Written instruction:
Please copy out every one of the entries below word for word, with each line unchanged.

[Data entries]
---+---

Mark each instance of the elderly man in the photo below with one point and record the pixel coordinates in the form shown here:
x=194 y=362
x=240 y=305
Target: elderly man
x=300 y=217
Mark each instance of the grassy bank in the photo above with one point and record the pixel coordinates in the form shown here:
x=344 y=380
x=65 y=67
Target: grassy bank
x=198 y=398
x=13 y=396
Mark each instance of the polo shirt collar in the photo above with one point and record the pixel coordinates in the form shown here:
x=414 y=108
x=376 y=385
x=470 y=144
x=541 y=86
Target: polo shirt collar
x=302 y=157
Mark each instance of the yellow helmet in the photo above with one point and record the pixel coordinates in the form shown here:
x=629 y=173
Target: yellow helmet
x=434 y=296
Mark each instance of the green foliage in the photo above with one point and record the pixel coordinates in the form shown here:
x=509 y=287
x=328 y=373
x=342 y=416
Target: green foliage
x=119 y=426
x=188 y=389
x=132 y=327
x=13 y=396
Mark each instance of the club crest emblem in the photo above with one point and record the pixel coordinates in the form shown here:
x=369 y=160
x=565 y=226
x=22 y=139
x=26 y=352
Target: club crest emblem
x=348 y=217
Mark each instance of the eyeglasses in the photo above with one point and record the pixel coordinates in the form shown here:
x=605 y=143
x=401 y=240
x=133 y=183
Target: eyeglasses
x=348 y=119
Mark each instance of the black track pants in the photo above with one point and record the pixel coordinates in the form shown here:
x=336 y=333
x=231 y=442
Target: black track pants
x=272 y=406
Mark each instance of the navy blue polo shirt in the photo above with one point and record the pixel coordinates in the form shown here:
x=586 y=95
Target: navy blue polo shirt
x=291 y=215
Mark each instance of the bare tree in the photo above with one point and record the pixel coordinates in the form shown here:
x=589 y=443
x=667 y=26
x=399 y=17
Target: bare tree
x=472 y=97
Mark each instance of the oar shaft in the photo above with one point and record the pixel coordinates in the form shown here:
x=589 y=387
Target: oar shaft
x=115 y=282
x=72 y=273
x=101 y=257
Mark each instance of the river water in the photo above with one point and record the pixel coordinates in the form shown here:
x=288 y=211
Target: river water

---+---

Response:
Mark each instance of the elderly man in the photo below with one point and record the pixel coordinates in the form shown here:
x=194 y=362
x=240 y=305
Target: elderly man
x=300 y=217
Mark each instance of the grassy bank in the photo above with one point and record the pixel coordinates in the form shown here:
x=344 y=380
x=65 y=67
Target: grassy bank
x=198 y=398
x=13 y=396
Mark each instance of the polo shirt collar in the photo above with one point and record the pixel coordinates in the form shown here:
x=414 y=108
x=376 y=385
x=470 y=144
x=541 y=86
Target: polo shirt collar
x=302 y=157
Mark each instance of the yellow helmet in the photo above with one point and record the pixel coordinates in the form shown here:
x=629 y=173
Target: yellow helmet
x=434 y=296
Mark each instance of the green foliage in the photo above with one point and record the pixel coordinates in the form shown here:
x=509 y=287
x=328 y=373
x=342 y=416
Target: green foliage
x=119 y=426
x=188 y=389
x=132 y=327
x=13 y=396
Mark each instance of the club crest emblem in the photo above with one point and record the pixel coordinates in the form shown here:
x=369 y=160
x=565 y=226
x=22 y=139
x=26 y=352
Target: club crest emblem
x=348 y=217
Mark each instance of the eyeglasses in the photo above with one point and record the pixel coordinates in the form shown here:
x=605 y=143
x=401 y=240
x=133 y=183
Target: eyeglasses
x=348 y=119
Mark each instance of the black track pants in the photo above with one point and record the pixel coordinates in the form shown here:
x=336 y=333
x=231 y=442
Target: black track pants
x=272 y=406
Mark each instance of the navy blue polo shirt in the photo above with one point and record the pixel coordinates in the form shown here:
x=586 y=95
Target: navy blue polo shirt
x=291 y=215
Mark each instance of the bare tree in the photo above with one point and record the pixel coordinates in the form shown here:
x=589 y=443
x=667 y=26
x=399 y=17
Target: bare tree
x=472 y=97
Mark each instance of the oar shaft in the photo above with one point and record the pixel coordinates in the form shown here:
x=589 y=387
Target: oar shaft
x=115 y=282
x=72 y=273
x=101 y=257
Mark each instance of the river water in the photo above with one point and record the pixel coordinates in the form shown here:
x=288 y=211
Target: river water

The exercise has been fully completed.